READING TEXT >>

-=-=-

In the sudden current rush of coming-of-age movies, there is nothing especially inventive or original about The Art of Getting By, but thanks to talented first-time writer-director Gavin Wiesen, it has more charm and wit than most of its J.D. Salinger-inspired cousins in the same genre, and is undeniably engaging.
At life’s crucial turning point of age 17, brilliant but cynical George (played by Freddie Highmore, who made a splash at 11 opposite Johnny Depp as J.M. Barrie’s adolescent muse who inspired Peter Pan in Finding Neverland) is a high-school senior who doesn’t believe in homework. In fact, George hasn’t cracked a book all year. Like most kids today who don’t know anything unless they read it on their laptops, George says, “6.8 billion people on the planet, and none of them will survive. Why should I spend my life figuring how the square root of a hypotenuse will alter my fate?” George has gotten through 12 years of school just by showing up, a loner with no friends who calls himself a “Teflon slacker.” If he doesn’t get into a decent college, how is he ever going to land a job or earn a living? George doesn’t care. A talented artist, he withdraws into his art books, listens to Leonard Cohen, reads Camus and dotes on Truffaut movies, avoiding confrontations with anything that sounds like real life.
Until, that is, he meets “The Girl”—a popular, defiant misfit named Sally Howe (Emma Roberts, who starred in the disastrous Nancy Drew)—when he takes the rap after she’s caught smoking on the school roof. Sally introduces him to parties, kissing and breaking all the rules, even going so far as to aggressively offer to help him lose his virginity. In Sally, he finds a soulmate. These are affluent New York kids in private schools, filled with anxieties and prescription antidepressants like their parents, no strangers to Ritalin, Lexipro and Valium, living in fabulous apartments and brownstones and fraught with the daily rituals of domestic crisis. Sally has a twice-divorced mom prowling the singles dating-hell scene with a vengeance who treats her more like a roommate than a daughter. George’s security blanket suddenly lands in the rag bin when his perfect stepfather (the excellent Sam Robards) goes bankrupt and files for divorce, leaving his estranged mother, Vivian (Rita Wilson), a brittle businesswoman, with her credit cards maxed out and their apartment on the market. Meanwhile, George’s principal (Blair Underwood) offers him an ultimatum: either make up every test and homework assignment for the entire year or face expulsion before graduation. And he’s got only three weeks to do it. With all of his resourcefulness, and Sally’s help, George realizes at last that the art of getting by is no longer an option.

-=-=-

GIVEN TASK 1 >>
List every actor or actress named in the movie review.
GIVEN TASK 2 >>
Copy word for word the part of the movie review starting at "In the sudden" and ending at "is undeniably engaging.".

GIVEN MATERIAL >>
-=-=-

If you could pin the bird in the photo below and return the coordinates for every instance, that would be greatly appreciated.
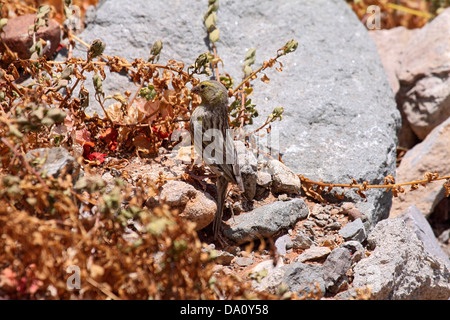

-=-=-

WRITTEN REPLY 1 >>
Freddie Highmore, Johnny Depp, Emma Roberts, Sam Robards, Rita Wilson, Blair Underwood

WRITTEN REPLY 2 >>
In the sudden current rush of coming-of-age movies, there is nothing especially inventive or original about The Art of Getting By, but thanks to talented first-time writer-director Gavin Wiesen, it has more charm and wit than most of its J.D. Salinger-inspired cousins in the same genre, and is undeniably engaging.